Count how many lines of the listing below contain the word "beak". Reply with the number only.

[Dataset items]
----
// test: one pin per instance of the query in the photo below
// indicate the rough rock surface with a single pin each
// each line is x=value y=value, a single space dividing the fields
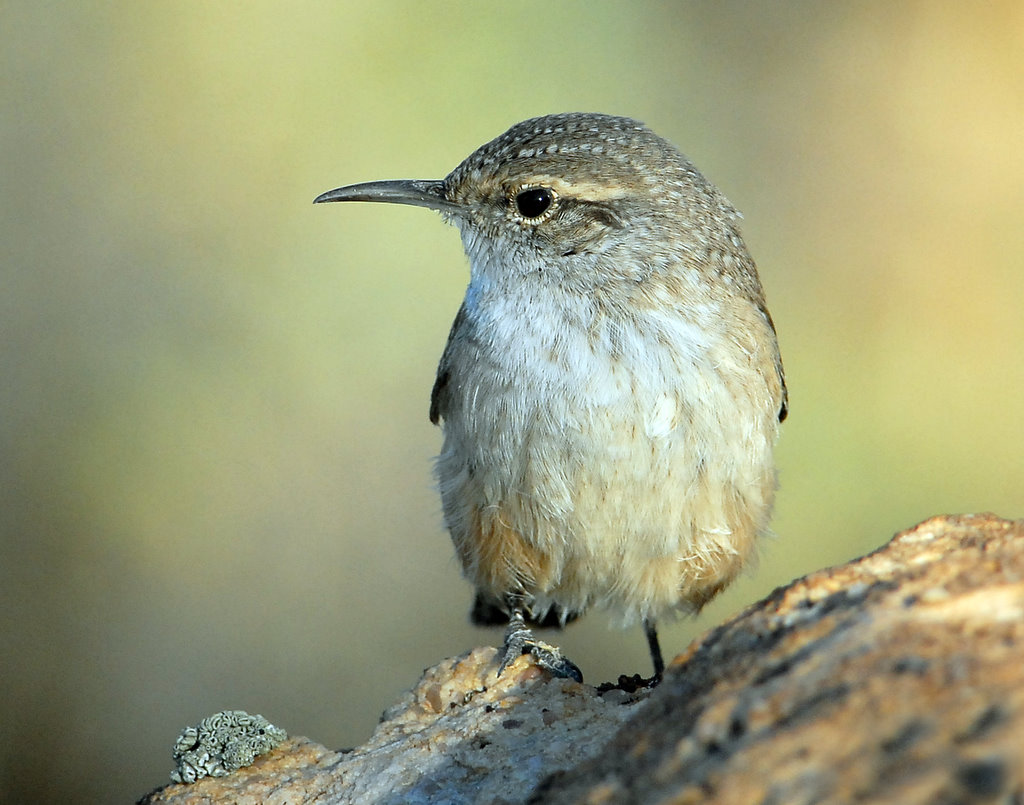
x=897 y=678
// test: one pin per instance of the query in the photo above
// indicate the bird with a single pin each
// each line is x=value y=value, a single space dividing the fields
x=611 y=388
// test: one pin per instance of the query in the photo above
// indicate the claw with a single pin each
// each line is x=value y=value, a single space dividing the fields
x=519 y=640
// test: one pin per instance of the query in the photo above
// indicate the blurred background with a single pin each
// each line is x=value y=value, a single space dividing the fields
x=216 y=480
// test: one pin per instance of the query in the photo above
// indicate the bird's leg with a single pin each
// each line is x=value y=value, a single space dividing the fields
x=519 y=640
x=650 y=629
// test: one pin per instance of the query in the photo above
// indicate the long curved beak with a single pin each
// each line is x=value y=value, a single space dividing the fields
x=418 y=193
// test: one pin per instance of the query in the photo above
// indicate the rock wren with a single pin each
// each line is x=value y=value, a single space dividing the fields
x=611 y=388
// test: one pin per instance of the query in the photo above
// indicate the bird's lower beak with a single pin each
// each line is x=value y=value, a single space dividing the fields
x=418 y=193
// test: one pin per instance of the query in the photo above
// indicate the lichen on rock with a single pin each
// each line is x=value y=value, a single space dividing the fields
x=221 y=744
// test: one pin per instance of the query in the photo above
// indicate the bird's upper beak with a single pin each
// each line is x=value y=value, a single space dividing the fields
x=418 y=193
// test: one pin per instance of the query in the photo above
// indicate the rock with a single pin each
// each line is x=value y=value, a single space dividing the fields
x=897 y=678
----
- _FINAL RESULT_:
3